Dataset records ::
◇ ◇ ◇ ◇

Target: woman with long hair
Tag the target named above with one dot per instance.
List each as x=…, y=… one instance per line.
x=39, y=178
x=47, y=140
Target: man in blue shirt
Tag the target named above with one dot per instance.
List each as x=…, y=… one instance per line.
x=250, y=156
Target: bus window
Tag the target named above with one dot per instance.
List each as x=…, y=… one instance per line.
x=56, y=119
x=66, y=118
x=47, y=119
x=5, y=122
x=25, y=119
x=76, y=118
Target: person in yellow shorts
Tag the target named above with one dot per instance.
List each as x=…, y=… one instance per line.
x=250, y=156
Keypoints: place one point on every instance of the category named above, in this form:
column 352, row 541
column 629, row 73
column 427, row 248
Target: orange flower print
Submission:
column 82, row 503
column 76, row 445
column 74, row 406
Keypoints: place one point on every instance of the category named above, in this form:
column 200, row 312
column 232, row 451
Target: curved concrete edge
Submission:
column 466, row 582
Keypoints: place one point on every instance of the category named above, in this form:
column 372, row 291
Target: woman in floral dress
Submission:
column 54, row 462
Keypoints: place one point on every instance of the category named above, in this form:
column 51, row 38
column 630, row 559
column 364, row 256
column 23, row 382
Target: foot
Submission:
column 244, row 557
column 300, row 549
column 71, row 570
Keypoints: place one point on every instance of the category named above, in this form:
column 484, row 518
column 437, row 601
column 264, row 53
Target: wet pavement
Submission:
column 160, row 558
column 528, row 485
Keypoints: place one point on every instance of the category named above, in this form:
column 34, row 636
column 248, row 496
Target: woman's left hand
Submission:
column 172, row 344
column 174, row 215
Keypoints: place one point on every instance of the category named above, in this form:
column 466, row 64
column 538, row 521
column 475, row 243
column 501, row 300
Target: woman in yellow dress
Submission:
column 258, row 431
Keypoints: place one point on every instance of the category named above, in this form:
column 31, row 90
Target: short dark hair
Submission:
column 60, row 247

◇ ◇ ◇ ◇

Work to be completed :: Can you quote exactly the lines from the one containing "column 466, row 64" through the last line of the records above, and nothing else?

Written reply ::
column 466, row 64
column 538, row 521
column 475, row 243
column 501, row 300
Target: woman in yellow dress
Submission:
column 258, row 431
Keypoints: place one point on every instance of the category named above, in this form:
column 31, row 90
Target: short dark hair
Submission:
column 60, row 247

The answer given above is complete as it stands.